#### Tareas pendientes
[A] Devuelva íntegro el texto sobre la etarra Inés del Río, sin modificar ni una sola palabra.
[B] Enumere, copiándolas completas, todas las líneas de los registros en las que aparezca la palabra "green".

#### Texto de la página
★ ★ ★ ★ ★ ★ ★
La etarra Inés del Río yéndose de rositas |
Escribía Castellani: «Los que tienen deber de luchar por
la justicia son los jueces y los gobernantes. Desgraciadamente, la época
moderna ha transformado a los jueces en máquinas y a los gobernantes en
economistas». Reclaman las víctimas del terrorismo justicia; pero,
¿quién podrá dársela? Sospecho que nadie; y esa injusticia no reparada
no hará sino abundar la iniquidad, lo que a la larga terminará
destruyendo nuestra convivencia. Una injusticia no reparada es un veneno
inyectado en la sangre del cuerpo social que acaba llegando a su
corazón, gangrenándolo o endureciéndolo sin remedio.
★ ★ ★ ★ ★ ★ ★
#### Registros por procesar
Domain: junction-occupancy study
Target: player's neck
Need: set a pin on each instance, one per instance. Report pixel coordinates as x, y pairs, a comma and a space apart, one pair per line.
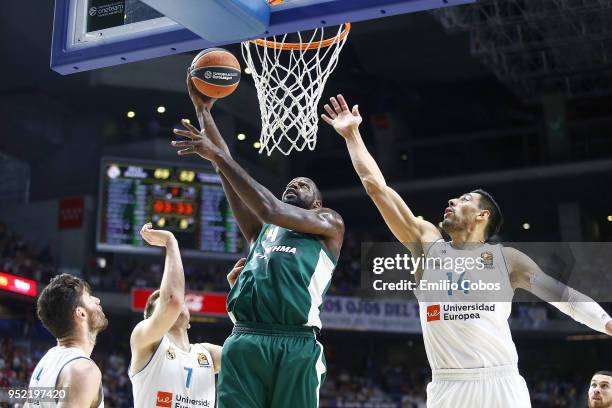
467, 239
179, 337
85, 342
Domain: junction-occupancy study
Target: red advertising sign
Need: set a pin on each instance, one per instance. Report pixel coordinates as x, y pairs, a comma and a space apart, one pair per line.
71, 213
198, 303
16, 284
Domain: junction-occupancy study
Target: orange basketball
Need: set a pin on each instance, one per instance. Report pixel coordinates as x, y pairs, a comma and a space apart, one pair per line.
215, 72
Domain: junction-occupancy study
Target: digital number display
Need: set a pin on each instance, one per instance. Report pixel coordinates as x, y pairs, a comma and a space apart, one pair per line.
103, 14
190, 202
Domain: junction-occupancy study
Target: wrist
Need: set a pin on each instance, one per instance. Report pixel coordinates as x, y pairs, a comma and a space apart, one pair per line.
218, 157
352, 135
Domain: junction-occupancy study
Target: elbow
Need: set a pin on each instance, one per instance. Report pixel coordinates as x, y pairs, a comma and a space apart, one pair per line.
373, 187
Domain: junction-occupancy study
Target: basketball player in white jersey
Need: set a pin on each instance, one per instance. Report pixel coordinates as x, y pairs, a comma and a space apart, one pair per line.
74, 317
166, 370
600, 390
469, 346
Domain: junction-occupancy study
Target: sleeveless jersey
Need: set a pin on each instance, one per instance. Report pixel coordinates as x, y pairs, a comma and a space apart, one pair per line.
48, 369
175, 378
286, 275
465, 321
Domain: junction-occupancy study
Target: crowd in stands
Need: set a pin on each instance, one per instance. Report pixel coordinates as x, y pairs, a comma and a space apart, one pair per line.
121, 274
377, 383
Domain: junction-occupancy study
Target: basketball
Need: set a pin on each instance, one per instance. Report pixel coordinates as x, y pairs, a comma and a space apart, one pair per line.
215, 72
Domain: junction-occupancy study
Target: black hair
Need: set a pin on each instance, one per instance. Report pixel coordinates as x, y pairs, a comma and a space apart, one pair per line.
57, 303
496, 220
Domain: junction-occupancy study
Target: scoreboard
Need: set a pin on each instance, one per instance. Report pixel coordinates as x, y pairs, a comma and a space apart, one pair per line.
187, 201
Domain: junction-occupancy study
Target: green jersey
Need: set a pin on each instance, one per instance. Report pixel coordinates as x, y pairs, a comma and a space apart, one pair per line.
285, 277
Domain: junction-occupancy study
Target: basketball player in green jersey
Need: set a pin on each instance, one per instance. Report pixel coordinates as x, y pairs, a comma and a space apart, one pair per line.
272, 359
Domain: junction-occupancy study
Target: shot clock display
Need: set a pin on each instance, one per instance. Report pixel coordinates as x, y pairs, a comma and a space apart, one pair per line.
187, 201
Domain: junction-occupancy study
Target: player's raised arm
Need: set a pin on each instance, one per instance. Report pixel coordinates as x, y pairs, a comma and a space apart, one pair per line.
172, 293
247, 221
83, 381
269, 209
526, 274
397, 215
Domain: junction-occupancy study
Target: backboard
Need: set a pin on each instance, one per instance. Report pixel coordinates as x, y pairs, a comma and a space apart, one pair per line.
91, 34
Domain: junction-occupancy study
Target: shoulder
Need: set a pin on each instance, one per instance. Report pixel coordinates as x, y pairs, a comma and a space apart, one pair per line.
82, 371
514, 257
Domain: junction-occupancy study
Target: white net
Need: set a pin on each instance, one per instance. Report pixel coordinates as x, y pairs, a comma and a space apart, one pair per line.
290, 78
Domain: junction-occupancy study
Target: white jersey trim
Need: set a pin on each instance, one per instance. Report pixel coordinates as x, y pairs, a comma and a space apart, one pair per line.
148, 362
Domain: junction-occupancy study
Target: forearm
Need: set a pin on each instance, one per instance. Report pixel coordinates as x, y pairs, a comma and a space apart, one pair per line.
247, 221
368, 171
172, 286
578, 306
258, 199
584, 310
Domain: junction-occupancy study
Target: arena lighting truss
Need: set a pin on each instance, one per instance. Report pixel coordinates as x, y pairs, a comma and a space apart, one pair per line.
540, 47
★ ★ ★ ★ ★ ★ ★
#### Resultados en orden
[A]
La etarra Inés del Río yéndose de rositas |
Escribía Castellani: «Los que tienen deber de luchar por
la justicia son los jueces y los gobernantes. Desgraciadamente, la época
moderna ha transformado a los jueces en máquinas y a los gobernantes en
economistas». Reclaman las víctimas del terrorismo justicia; pero,
¿quién podrá dársela? Sospecho que nadie; y esa injusticia no reparada
no hará sino abundar la iniquidad, lo que a la larga terminará
destruyendo nuestra convivencia. Una injusticia no reparada es un veneno
inyectado en la sangre del cuerpo social que acaba llegando a su
corazón, gangrenándolo o endureciéndolo sin remedio.

[B]
Target: green jersey
Target: basketball player in green jersey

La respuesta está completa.